Newtown is a place synonymous with local music history. A place of countless stories (told with evolving extravagance) of witnessing that band-that-never-made-it build their own stage from milk crates before a set at the iconic Sandringham Hotel - the long-standing venue more commonly as the Sando, more recently known as the Newtown Social Club and soon to be known as a novelty mini-golf bar called Holey Moley "that turns traditional putt putt into a multi-sensory labyrinth of unique holes", as their website proudly proclaims. A place often diluted down to a selected cast - that guy that still cruises down the main drag, King Street, on his rascal scooter blasting '60s rock, the face-tattoo guy with the pet ferret, etc. And, as it would turn out - amidst the vegan cafes, butchers converted into hidden bars and boutique cheese emporiums - still the perfect place to set up a record store specialising in "a general alternative thing", as Warnock explains, complete with hand air-quotes.
"We were suddenly selling a lot of copies of Burial, and Afrobeat CDs and those Nigerian rock compilations," he says of the most noticeable change when opening in Newtown. "We were just a bit more clued in on at that type of customer. It wasn't super niche. It was stuff that people were reading about in the weekend magazine culture supplements."
Simultaneously, Repressed began a shift towards becoming a specialist supplier of music from the local scene, fueled by Warnock's own record label, R.I.P Society, which he established the same year the shop moved east. Over the two years that followed, releases from Royal Headache, Dead Farmers, Circle Pit, Straight Arrows, Kitchen's Floor, and Warnock's own band, Bed Wettin' Bad Boys', established R.I.P. Society as a centrical point of the vibrant Sydney underground music scene. And Repressed became the unofficial frontline distributor.
"We didn't think it would be the sole thing that would pay the bills," Warnock now explains, adding that they always envisioned that "major indie rock staples or crossover things", such as "PJ Harvey or Sonic Youth", would always be the shop's main source of income.

SOURCE MATERIAL
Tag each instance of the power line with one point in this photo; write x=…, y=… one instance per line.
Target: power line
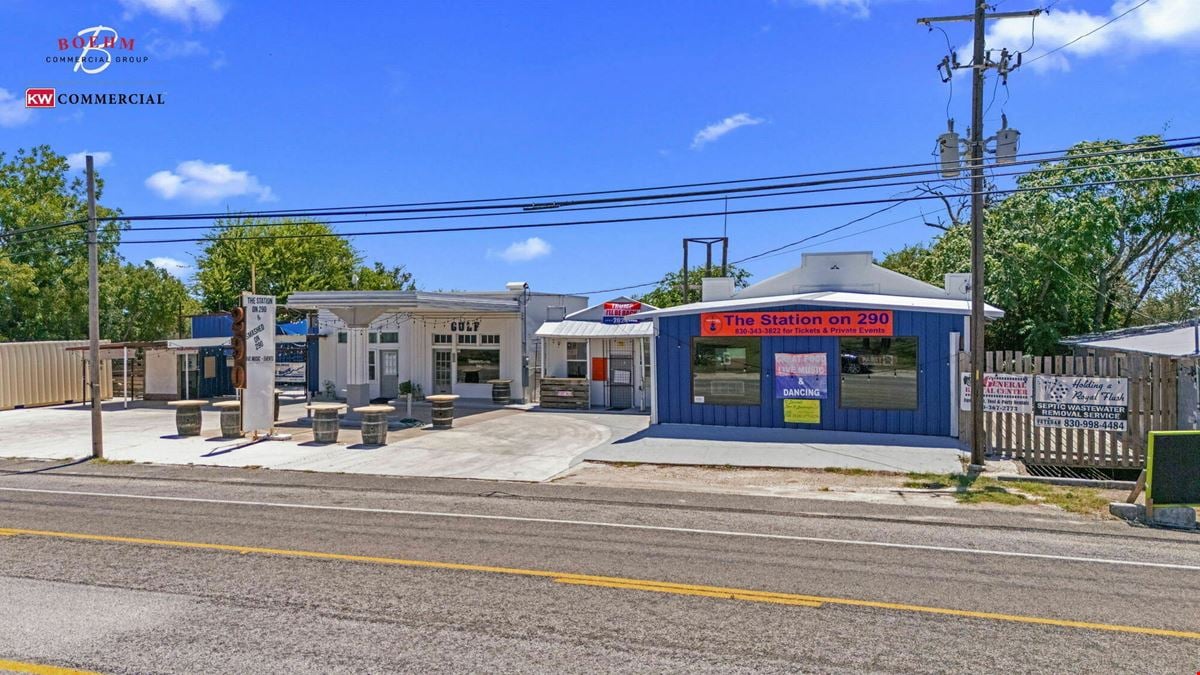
x=1167, y=144
x=1095, y=30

INSTRUCTIONS FOR THE TASK
Using the text on the Newtown record store, answer these:
1. Under what name will the Sandringham Hotel soon operate?
2. Which record label did Warnock establish in the year the shop moved east?
3. Which two artists does Warnock name as examples of what was expected to be the shop's main source of income?

RESPONSE BELOW
1. Holey Moley, a novelty mini-golf bar.
2. R.I.P Society.
3. PJ Harvey and Sonic Youth.